▶
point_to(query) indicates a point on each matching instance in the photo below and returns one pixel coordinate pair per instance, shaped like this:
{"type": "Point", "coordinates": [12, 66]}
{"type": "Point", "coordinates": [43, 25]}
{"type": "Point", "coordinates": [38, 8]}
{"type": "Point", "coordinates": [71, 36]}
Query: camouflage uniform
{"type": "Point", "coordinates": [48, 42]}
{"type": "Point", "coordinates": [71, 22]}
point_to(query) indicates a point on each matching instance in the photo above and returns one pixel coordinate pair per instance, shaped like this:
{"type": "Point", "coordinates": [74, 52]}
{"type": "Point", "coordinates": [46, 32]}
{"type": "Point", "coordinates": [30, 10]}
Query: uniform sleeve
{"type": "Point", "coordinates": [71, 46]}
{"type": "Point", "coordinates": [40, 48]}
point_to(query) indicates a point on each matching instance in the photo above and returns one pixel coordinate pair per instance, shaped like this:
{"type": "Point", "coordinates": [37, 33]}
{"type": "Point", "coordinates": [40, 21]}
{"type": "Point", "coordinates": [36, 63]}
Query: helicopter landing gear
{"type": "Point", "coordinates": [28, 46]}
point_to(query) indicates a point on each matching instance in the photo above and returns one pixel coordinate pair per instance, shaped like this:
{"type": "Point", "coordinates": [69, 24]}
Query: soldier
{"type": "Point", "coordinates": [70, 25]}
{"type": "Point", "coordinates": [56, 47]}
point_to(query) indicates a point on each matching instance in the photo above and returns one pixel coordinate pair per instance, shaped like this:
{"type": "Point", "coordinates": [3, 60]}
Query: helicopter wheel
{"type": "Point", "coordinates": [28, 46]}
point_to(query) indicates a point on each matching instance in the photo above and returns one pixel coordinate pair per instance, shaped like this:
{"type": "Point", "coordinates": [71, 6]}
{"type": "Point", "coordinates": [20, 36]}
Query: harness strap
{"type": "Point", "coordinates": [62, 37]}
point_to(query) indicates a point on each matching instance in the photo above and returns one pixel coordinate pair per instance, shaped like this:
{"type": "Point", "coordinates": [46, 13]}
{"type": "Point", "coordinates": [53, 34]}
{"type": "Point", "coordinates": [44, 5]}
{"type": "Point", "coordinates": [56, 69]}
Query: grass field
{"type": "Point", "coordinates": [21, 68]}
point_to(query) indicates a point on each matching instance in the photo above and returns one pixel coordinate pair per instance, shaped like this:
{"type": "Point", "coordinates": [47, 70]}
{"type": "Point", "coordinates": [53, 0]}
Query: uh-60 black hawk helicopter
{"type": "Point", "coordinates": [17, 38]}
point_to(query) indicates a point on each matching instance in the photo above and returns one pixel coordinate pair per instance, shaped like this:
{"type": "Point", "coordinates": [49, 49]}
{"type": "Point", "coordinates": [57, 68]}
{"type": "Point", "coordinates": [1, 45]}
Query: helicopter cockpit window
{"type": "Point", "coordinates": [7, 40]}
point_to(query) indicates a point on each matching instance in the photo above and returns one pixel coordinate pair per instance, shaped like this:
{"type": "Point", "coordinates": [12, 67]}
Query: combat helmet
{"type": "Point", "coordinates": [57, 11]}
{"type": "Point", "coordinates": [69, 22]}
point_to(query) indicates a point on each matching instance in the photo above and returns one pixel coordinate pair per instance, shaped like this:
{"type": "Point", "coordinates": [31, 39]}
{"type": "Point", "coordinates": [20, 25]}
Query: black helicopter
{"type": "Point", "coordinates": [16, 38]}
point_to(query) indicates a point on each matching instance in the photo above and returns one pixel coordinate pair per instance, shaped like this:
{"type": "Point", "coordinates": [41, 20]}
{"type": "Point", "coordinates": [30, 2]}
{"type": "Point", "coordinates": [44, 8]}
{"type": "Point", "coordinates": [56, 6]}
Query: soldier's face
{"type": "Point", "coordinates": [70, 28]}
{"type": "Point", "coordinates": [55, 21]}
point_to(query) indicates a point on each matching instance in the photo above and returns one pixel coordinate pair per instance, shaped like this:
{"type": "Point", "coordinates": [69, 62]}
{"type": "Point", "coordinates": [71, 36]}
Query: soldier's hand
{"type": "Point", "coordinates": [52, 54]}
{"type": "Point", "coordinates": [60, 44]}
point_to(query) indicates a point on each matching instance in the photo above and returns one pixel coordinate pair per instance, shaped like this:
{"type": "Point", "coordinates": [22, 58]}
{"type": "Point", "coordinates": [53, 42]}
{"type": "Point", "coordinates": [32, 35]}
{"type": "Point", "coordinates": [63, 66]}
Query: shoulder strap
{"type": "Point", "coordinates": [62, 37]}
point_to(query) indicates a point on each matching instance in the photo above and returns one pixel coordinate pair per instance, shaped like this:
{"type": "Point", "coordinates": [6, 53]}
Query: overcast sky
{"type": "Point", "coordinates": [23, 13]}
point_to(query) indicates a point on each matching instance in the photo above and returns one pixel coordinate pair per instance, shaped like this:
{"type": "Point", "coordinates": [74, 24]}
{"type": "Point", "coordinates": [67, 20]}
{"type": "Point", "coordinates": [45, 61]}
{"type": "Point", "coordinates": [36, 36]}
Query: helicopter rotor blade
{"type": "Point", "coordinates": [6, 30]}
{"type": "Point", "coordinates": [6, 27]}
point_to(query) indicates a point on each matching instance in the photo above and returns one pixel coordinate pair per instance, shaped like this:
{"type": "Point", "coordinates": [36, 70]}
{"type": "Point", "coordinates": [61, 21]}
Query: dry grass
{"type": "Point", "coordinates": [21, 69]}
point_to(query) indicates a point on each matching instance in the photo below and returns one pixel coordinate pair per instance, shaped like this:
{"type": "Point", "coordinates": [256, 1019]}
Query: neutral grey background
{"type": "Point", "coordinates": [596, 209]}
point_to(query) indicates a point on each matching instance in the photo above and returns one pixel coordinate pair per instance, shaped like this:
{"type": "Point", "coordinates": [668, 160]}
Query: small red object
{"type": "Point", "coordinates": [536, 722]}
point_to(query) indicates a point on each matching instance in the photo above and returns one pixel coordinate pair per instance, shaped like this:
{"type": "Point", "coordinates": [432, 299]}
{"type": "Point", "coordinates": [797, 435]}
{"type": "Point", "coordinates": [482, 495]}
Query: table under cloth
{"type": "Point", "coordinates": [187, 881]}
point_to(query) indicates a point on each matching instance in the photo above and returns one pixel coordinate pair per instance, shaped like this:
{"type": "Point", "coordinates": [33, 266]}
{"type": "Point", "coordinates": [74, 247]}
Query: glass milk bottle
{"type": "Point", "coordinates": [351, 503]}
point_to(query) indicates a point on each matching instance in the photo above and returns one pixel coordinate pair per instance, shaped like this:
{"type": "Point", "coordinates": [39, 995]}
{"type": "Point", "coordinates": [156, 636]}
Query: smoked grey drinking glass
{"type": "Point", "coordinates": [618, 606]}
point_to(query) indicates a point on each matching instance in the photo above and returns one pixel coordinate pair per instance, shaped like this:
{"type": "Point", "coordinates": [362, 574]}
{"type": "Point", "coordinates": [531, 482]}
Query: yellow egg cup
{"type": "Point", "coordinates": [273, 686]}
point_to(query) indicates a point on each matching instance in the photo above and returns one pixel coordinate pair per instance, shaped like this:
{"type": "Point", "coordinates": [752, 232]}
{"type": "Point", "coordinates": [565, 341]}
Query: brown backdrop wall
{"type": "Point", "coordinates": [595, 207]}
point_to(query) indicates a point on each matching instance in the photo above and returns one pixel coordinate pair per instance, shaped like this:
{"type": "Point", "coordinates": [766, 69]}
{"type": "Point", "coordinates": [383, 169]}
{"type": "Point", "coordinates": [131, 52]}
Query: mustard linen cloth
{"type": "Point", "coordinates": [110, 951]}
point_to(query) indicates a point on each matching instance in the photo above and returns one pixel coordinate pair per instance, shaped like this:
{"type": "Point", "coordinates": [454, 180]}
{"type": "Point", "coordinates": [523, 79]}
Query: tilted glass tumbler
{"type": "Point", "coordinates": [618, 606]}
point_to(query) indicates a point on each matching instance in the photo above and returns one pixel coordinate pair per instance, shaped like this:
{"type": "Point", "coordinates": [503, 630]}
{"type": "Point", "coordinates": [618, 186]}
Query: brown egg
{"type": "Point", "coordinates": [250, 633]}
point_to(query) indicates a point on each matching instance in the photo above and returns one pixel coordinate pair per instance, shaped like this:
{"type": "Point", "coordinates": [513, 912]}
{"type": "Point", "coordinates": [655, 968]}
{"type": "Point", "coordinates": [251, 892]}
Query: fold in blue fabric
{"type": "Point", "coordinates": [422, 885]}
◀
- _Task description_
State how many lines in the data above contain the string "glass", matching case exactly. Reply with the number alone.

- _Answer to the task_
3